>> Start

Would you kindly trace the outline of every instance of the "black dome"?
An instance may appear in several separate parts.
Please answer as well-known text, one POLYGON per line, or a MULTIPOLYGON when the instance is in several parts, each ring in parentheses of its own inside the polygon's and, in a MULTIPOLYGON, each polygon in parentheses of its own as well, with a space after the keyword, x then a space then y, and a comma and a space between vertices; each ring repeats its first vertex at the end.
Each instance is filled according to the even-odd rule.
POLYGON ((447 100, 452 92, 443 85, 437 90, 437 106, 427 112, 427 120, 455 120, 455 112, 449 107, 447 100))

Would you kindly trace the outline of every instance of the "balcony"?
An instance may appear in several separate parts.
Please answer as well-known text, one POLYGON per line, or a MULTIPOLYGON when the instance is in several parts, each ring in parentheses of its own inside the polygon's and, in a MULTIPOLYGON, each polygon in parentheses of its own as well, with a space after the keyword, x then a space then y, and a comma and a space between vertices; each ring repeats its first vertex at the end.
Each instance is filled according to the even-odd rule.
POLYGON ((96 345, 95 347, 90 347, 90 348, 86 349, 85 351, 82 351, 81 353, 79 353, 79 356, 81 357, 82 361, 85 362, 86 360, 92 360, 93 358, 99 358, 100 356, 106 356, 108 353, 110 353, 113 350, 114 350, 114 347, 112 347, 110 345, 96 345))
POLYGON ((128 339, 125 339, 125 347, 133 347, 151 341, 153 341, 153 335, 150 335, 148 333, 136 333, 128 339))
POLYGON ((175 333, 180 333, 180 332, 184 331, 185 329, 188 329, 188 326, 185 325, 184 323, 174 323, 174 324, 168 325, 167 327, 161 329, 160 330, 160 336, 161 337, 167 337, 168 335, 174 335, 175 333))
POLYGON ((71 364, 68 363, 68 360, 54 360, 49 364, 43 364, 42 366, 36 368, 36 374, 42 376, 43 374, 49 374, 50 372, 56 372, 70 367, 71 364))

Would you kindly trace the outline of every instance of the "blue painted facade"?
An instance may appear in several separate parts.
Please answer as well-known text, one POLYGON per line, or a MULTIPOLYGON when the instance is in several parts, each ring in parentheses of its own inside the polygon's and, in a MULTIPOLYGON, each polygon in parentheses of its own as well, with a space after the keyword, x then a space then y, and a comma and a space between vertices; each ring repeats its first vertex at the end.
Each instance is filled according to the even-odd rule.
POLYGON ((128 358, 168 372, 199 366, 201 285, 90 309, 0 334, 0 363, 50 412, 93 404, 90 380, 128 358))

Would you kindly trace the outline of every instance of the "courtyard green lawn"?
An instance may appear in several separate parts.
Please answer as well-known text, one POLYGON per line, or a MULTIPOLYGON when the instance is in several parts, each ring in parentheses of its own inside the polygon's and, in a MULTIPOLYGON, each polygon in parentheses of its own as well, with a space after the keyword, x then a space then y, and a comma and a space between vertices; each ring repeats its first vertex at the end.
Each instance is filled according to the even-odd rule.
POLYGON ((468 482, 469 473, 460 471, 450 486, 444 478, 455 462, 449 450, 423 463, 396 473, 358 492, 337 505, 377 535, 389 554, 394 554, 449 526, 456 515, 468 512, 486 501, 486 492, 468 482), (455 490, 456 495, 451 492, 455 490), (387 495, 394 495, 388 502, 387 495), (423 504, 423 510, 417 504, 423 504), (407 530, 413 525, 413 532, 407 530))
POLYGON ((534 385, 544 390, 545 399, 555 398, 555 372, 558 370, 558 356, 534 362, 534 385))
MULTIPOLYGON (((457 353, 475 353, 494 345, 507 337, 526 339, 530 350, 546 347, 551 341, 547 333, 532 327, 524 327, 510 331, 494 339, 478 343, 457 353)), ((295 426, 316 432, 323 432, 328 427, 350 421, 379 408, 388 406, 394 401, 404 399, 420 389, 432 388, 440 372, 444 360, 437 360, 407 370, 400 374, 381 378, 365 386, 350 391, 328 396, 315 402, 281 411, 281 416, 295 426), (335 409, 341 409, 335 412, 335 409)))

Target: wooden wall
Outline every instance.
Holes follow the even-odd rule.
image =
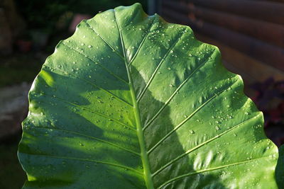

>> End

--- Do this ---
Turn all the lines above into a numbered list, dropping the blank lines and leaving the picture out of your answer.

--- Solution to the exercise ---
1. Would you kindly trace the outline of every instance of the "black dome"?
2. An instance may appear in several separate parts.
3. Please answer as well-known text, one POLYGON per line, or a MULTIPOLYGON when the instance is in several parts, each ring in parentheses of its own inside the polygon's and, in a MULTIPOLYGON, each polygon in parentheses of its own as well, with a space after the keyword, x then a space then y, and a comma and a space between vertices; each ring repeats its first vertex at the end.
4. Each instance is filled according to the even-odd rule.
5. POLYGON ((447 100, 452 92, 443 85, 437 90, 437 106, 427 112, 427 120, 455 120, 455 112, 449 107, 447 100))
6. Would you kindly trace the outline of every instance of the "balcony"?
7. An instance may appear in several separate parts.
8. Please answer as well-known text, one POLYGON per line, or a MULTIPOLYGON when the instance is in several parts, each ring in parentheses of its own inside the polygon's and, in a MULTIPOLYGON, each polygon in parentheses of its own as well, with a space after the keyword, x then a space then y, and a comma and a space between vertices; each ring repeats its first vertex at the end.
9. Each instance is filled according to the even-odd rule.
10. POLYGON ((96 345, 95 347, 90 347, 90 348, 86 349, 85 351, 82 351, 81 353, 79 353, 79 356, 81 357, 82 361, 85 362, 86 360, 92 360, 93 358, 99 358, 100 356, 106 356, 108 353, 110 353, 113 350, 114 350, 114 347, 112 347, 110 345, 96 345))
11. POLYGON ((128 339, 125 339, 125 347, 133 347, 151 341, 153 341, 153 335, 150 335, 148 333, 136 333, 128 339))
12. POLYGON ((175 333, 180 333, 180 332, 184 331, 185 329, 188 329, 188 326, 185 325, 184 323, 174 323, 174 324, 168 325, 167 327, 161 329, 160 330, 160 336, 161 337, 167 337, 168 335, 174 335, 175 333))
13. POLYGON ((71 364, 68 363, 68 360, 54 360, 49 364, 43 364, 42 366, 36 368, 36 374, 42 376, 43 374, 49 374, 50 372, 56 372, 70 367, 71 364))
14. Would you kindly trace the outline of every instance of the "blue painted facade"?
15. An instance may appear in several separate parts.
16. Please answer as well-known text, one POLYGON per line, or a MULTIPOLYGON when the instance is in several parts, each ring in parentheses of its own inside the polygon's and, in a MULTIPOLYGON, each polygon in parentheses of its own as well, with a space after the keyword, x then a space then y, and a comma and a space between vertices; each ring repeats its first vertex at the end.
17. Each instance is filled according to the even-odd rule.
18. POLYGON ((128 358, 168 372, 199 366, 201 285, 90 309, 0 334, 0 363, 50 412, 93 404, 90 380, 128 358))
19. Would you kindly trace the outline of every instance of the "courtyard green lawn"?
20. An instance may appear in several separate parts.
21. Please answer as well-known text, one POLYGON per line, or a MULTIPOLYGON when the instance is in several parts, each ring in parentheses of its own inside the polygon's and, in a MULTIPOLYGON, each polygon in parentheses of its own as well, with a space after the keyword, x then a space then y, and a comma and a space between vertices; each ring repeats its first vertex at the end.
22. Each instance is filled according to the even-odd rule.
23. POLYGON ((468 482, 469 473, 460 471, 450 486, 444 478, 455 462, 449 450, 423 463, 396 473, 358 492, 337 505, 377 535, 389 554, 394 554, 449 526, 456 515, 468 512, 486 501, 486 492, 468 482), (455 490, 456 495, 451 492, 455 490), (387 495, 394 495, 388 502, 387 495), (423 504, 423 510, 417 504, 423 504), (407 530, 413 525, 413 532, 407 530))
24. POLYGON ((534 385, 544 390, 545 399, 555 398, 555 372, 558 370, 558 356, 534 362, 534 385))
25. MULTIPOLYGON (((457 353, 475 353, 494 345, 507 337, 526 339, 530 350, 546 347, 551 341, 547 333, 532 327, 524 327, 510 331, 494 339, 478 343, 457 353)), ((295 426, 316 432, 323 432, 328 427, 350 421, 379 408, 388 406, 394 401, 404 399, 420 389, 432 388, 440 372, 444 360, 437 360, 407 370, 400 374, 381 378, 365 386, 350 391, 328 396, 315 402, 281 411, 281 416, 295 426), (335 409, 341 409, 335 412, 335 409)))
26. Target: wooden wall
27. Outline every instance.
28. Holes follow the even-odd rule.
29. image =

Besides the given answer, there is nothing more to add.